GIVEN TASK: Copy the records exactly, starting with the line that contains "of the balloon." and going on through the line that contains "x=223, y=59", and give only those lines.
Start of SUPPLIED MATERIAL
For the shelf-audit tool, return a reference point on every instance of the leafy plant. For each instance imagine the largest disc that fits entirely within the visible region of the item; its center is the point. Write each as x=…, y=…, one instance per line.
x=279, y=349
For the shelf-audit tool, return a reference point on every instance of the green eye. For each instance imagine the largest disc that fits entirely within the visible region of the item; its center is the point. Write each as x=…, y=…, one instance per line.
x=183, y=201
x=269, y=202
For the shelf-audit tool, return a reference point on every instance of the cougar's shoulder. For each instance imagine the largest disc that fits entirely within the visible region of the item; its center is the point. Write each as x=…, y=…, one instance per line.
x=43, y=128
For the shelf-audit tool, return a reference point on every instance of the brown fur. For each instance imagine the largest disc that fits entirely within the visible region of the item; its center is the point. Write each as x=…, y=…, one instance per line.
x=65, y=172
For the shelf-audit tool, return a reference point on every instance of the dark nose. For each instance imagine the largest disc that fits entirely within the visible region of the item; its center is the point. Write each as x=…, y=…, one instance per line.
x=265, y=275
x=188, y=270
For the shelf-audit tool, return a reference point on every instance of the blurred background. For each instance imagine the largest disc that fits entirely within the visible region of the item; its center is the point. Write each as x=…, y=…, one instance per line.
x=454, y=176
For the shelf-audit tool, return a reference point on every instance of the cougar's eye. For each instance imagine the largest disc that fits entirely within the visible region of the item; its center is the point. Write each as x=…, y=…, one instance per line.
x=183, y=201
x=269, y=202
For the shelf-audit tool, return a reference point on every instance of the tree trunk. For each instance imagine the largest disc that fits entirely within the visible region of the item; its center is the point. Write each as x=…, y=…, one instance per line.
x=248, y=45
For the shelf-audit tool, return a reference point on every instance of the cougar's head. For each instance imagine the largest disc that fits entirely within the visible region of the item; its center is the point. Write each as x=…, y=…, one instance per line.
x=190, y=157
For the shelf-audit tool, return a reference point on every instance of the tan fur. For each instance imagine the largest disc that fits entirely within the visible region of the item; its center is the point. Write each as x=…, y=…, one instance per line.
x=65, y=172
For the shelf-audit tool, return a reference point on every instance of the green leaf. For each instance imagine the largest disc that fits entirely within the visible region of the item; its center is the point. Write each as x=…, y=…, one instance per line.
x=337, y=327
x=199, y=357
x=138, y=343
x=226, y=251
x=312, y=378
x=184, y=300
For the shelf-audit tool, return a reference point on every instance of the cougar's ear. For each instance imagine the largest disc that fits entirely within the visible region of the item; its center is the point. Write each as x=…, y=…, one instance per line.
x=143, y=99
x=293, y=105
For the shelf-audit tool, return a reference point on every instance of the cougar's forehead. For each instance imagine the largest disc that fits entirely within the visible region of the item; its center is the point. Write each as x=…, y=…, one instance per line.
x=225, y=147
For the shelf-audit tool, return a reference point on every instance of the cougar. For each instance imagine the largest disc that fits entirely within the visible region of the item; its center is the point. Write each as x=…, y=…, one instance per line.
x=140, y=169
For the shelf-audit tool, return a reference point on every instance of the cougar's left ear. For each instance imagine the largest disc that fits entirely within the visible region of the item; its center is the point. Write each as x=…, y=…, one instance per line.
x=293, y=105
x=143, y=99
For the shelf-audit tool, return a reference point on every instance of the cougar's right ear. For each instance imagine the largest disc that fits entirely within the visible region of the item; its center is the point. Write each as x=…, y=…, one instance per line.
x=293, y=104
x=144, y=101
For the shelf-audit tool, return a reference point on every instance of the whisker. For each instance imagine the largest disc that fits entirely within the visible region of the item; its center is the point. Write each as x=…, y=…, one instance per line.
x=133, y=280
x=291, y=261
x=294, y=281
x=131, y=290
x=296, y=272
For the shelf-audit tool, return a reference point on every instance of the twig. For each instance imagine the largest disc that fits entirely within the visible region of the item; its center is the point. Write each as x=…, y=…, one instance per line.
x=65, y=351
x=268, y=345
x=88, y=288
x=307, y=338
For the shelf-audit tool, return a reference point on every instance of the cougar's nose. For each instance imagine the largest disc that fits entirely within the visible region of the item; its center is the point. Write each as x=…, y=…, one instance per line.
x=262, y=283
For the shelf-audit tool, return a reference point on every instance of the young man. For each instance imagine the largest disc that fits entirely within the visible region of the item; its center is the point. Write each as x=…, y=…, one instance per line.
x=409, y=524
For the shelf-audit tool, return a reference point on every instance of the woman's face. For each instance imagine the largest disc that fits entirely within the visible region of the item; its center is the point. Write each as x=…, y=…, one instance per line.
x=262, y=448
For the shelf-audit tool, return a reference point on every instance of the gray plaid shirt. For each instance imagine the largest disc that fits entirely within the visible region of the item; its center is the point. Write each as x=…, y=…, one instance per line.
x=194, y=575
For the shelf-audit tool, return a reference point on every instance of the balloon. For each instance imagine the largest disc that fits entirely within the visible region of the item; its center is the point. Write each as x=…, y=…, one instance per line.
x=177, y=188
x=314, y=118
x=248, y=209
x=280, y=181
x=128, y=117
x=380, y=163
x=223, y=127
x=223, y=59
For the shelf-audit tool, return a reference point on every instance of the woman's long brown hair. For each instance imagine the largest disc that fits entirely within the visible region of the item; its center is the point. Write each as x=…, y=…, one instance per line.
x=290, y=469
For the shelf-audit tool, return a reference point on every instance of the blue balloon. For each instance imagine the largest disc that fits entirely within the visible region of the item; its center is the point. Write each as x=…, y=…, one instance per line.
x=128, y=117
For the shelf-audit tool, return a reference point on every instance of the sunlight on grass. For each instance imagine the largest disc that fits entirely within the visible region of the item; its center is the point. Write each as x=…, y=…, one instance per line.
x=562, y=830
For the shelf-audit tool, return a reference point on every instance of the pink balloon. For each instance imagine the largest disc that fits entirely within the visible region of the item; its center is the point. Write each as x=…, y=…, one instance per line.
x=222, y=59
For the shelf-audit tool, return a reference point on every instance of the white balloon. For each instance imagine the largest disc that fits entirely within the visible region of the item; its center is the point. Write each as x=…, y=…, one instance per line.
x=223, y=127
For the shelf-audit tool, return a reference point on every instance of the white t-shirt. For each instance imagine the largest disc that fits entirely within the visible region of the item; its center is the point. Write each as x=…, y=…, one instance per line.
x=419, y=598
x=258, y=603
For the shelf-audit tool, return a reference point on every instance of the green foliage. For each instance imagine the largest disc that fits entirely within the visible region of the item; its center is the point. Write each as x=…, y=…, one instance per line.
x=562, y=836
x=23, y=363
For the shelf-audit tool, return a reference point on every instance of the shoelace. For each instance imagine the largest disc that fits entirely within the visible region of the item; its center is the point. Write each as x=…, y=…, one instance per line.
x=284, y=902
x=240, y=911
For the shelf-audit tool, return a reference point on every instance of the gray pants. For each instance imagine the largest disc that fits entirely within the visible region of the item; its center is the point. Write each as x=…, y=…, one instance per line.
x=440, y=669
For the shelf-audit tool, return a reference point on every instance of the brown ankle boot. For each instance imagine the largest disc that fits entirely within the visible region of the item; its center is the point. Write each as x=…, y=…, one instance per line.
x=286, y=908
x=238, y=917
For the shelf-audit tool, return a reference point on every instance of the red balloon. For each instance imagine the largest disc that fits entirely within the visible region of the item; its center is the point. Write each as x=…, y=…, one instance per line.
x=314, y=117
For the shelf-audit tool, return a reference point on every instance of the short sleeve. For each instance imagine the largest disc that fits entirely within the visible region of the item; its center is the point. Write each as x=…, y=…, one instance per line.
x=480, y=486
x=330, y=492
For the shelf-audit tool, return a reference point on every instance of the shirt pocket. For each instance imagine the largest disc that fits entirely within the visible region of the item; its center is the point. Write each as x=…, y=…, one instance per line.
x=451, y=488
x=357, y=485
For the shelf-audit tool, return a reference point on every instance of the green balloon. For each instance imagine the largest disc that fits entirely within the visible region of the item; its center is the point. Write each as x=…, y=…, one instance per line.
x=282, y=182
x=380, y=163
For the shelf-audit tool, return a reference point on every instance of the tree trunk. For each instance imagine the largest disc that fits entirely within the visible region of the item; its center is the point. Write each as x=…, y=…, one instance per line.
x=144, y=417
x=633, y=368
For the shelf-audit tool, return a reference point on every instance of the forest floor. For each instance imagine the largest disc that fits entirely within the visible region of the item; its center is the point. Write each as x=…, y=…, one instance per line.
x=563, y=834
End of SUPPLIED MATERIAL
RESULT FOR THIS TASK:
For the shelf-audit tool, return a reference point on every instance of the balloon. For each instance imagine the largest disc that fits entirely within the visible region of the item; its center is the point. Write each as x=…, y=…, one instance per line.
x=177, y=188
x=314, y=118
x=248, y=209
x=280, y=181
x=128, y=117
x=380, y=163
x=223, y=127
x=223, y=59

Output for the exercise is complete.